> _Page_:
============================================================

Paul Trouillebert


Paul Désiré Trouillebert was a prominent French Barbizon School painter of the mid to late nineteenth century, with works in a wide range of museums and public collections, including the Musée d'Orsay, the Hermitage Museum, and The Metropolitan Museum of Art. Trouillebert was a prolific artist, with over 1200 works included in the authoritative Marumo-Maier-Müllerschön Catalogue Raisonné of painted works, with more having been identified and added to the Maier-Müllerschön online supplement to the catalogue since 2004. While the majority of the catalogued works are landscapes, many portraits and orientalist genre pictures are included as well.

Life and career

Trouillebert is considered a portrait, and a genre and landscape painter from the French Barbizon School. He was a student of Ernest Hébert and Charles Jalabert. He made his debut at the Salon of 1865, at the age of 36, and between 1865 and 1872, he exhibited at least one portrait at the Salon.
By the 1860s, his interests were shifting towards landscape painting. At the Salon of 1869, he exhibited Au Bois Rossignolet, a landscape painting that was more aligned with his interest in landscapes and received critical acclaim for it. He went on to execute many landscapes that are very close to Corot's late manner of painting. Indeed, the artist received added attention when one of his landscapes was sold to Alexandre Dumas’s son as a work by Corot in a celebrated forgery incident. In order to increase the sale value of the work, Trouillebert's signature had been erased and replaced with Corot's signature. In reality, while Trouillebert's landscapes are very similar to Corot, they exhibit their own distinct style.
Trouillebert never confined himself to any single genre. He was a skilled at portraits, landscapes, still-lifes and other subject matter. He was also interested in Orientalist themes and produced paintings of Eastern nudes. He painted a portrait of a half-nude young woman in an ancient Egyptian style of the Greco-Roman Dynasty. He called it Servante du harem, now in the collection of the Musée des Beaux-Arts de Nice. In 1884, his painting of nudes, The Bathers was well received by the Paris Salon.

============================================================

> _What to work on_:
**A.** Translate this sentence from the Paul Trouillebert text into Spanish: "He was a student of Ernest Hébert and Charles Jalabert."
**B.** Return the passage of the Paul Trouillebert text starting with "Paul Désiré Trouillebert" and going on through "included as well.", copied word for word.
**C.** Resume the text on the painter Paul Trouillebert, picking up after its final sentence.

> _Recorded information_:
============================================================

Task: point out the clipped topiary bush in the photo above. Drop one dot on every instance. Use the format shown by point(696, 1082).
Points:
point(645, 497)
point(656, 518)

============================================================

> _In response_:
**A.** Fue alumno de Ernest Hébert y Charles Jalabert.

**B.**
Paul Désiré Trouillebert was a prominent French Barbizon School painter of the mid to late nineteenth century, with works in a wide range of museums and public collections, including the Musée d'Orsay, the Hermitage Museum, and The Metropolitan Museum of Art. Trouillebert was a prolific artist, with over 1200 works included in the authoritative Marumo-Maier-Müllerschön Catalogue Raisonné of painted works, with more having been identified and added to the Maier-Müllerschön online supplement to the catalogue since 2004. While the majority of the catalogued works are landscapes, many portraits and orientalist genre pictures are included as well.

**C.**
Artistic legacy

The French art historian René Édouard-Joseph, in his Dictionnaire Biographique des Artistes Contemporains: 1910-1930, summed up Trouillebert's legacy:

Calling card pictures

At some point in his mature career, Trouillebert had a habit of creating small still-life pictures featuring a bouquet of violets, and one of his own calling cards, or "cartes de visite", as gifts for patrons or friends. Of the 22 currently-known examples, 14 are documented in the Marumo-Maier-Müllerschön Catalogue Raisonné, one of which is in the collection of the Musée Fesch in Ajaccio, France. Three more are documented in the Maier-Müllerschön online supplement to the catalogue raisonné ; one was sold at auction in 2025 by Schuler Auktionen, Zurich ; one was seen in 2026 in the Provençe antiques trade; and one more is in the private Ucciani collection. There was likely a Victorian-era convention at work in the way that all the calling cards in the pictures are intentionally folded, which corner having been folded conveying a coded social message. The conventions at the time could vary by region or over time, but were generally:
Top Right Corner Folded: A personal visit made in person.
Top Left Corner Folded: Congratulations or felicitations.
Bottom Left Corner Folded: Condolences or sympathy.
Bottom Right Corner Folded: Taking leave, often for a long journey.
No Fold: Delivered by a servant, indicating the sender didn't call personally.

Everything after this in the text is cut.